**The task:**
One part of the entries below is wanted: the lines from the one containing "# test: identify the green jacket" through the one containing "# test: identify the green military". Write those out exactly and nothing else.

(Beginning of Provided data)

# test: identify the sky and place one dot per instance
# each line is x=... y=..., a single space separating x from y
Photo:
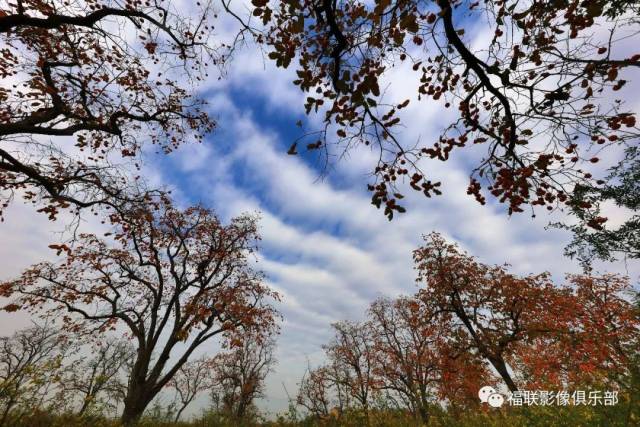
x=324 y=247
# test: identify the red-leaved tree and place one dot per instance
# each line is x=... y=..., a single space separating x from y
x=173 y=279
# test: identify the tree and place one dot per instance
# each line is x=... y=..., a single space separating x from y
x=407 y=352
x=530 y=330
x=593 y=238
x=194 y=377
x=240 y=372
x=351 y=355
x=90 y=81
x=101 y=378
x=314 y=393
x=173 y=279
x=540 y=97
x=30 y=362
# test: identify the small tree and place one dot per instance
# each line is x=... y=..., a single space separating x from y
x=90 y=82
x=240 y=372
x=407 y=359
x=173 y=279
x=352 y=353
x=194 y=377
x=530 y=330
x=30 y=363
x=100 y=379
x=314 y=393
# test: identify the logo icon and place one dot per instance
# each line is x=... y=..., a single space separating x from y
x=488 y=394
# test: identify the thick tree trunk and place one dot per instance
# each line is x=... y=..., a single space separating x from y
x=424 y=414
x=501 y=367
x=134 y=405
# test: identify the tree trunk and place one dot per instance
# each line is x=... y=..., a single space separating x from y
x=424 y=414
x=134 y=405
x=501 y=367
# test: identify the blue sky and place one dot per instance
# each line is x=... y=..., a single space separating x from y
x=325 y=248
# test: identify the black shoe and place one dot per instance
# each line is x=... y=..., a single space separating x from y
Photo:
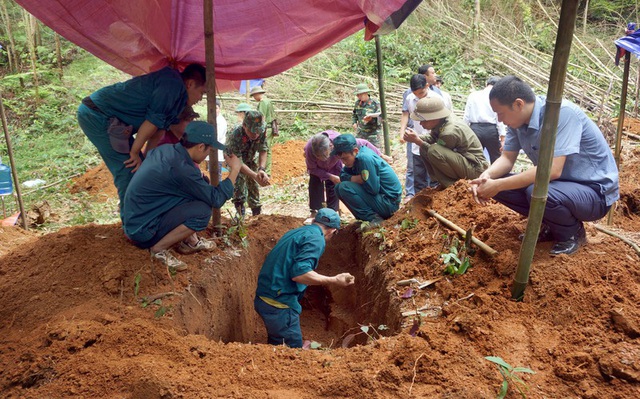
x=571 y=245
x=543 y=236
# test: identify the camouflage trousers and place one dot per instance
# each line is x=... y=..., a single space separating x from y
x=247 y=189
x=374 y=137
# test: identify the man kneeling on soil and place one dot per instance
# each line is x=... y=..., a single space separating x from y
x=584 y=178
x=168 y=200
x=286 y=273
x=368 y=186
x=451 y=151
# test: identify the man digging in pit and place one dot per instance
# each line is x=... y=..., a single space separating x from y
x=286 y=273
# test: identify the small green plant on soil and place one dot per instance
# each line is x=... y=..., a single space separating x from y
x=409 y=223
x=238 y=230
x=380 y=233
x=508 y=373
x=371 y=332
x=456 y=255
x=136 y=284
x=456 y=260
x=161 y=311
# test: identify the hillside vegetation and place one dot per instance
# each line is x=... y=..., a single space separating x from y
x=511 y=37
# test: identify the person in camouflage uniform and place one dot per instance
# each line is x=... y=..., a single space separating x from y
x=366 y=127
x=245 y=141
x=265 y=106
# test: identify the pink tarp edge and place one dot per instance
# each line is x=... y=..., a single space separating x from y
x=253 y=38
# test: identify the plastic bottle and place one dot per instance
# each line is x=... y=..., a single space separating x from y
x=6 y=185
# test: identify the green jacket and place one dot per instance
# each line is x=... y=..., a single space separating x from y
x=360 y=110
x=458 y=136
x=265 y=106
x=238 y=143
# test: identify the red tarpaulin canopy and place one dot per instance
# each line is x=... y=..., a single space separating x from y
x=253 y=38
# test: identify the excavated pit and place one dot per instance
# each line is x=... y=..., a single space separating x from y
x=221 y=307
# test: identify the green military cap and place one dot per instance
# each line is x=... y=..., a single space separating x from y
x=362 y=88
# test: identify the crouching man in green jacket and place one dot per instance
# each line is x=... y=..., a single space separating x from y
x=286 y=273
x=168 y=200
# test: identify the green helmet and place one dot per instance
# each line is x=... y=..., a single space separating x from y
x=243 y=107
x=362 y=88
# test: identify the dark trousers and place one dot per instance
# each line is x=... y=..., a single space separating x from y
x=568 y=205
x=283 y=325
x=317 y=190
x=489 y=138
x=195 y=215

(End of Provided data)

**Response area:**
# test: identify the green jacket and place one dot per instance
# each line is x=... y=..., a single space separating x from y
x=360 y=110
x=458 y=136
x=265 y=106
x=238 y=143
# test: identify the red tarpaulin canopy and place one dot per instance
# each line is x=... y=..., a single space separating x from y
x=253 y=38
# test: identify the excavated pit and place one dot per instance
# each line is x=... y=..., a single space separating x from y
x=221 y=307
# test: identify the green military cap and place one dot per instance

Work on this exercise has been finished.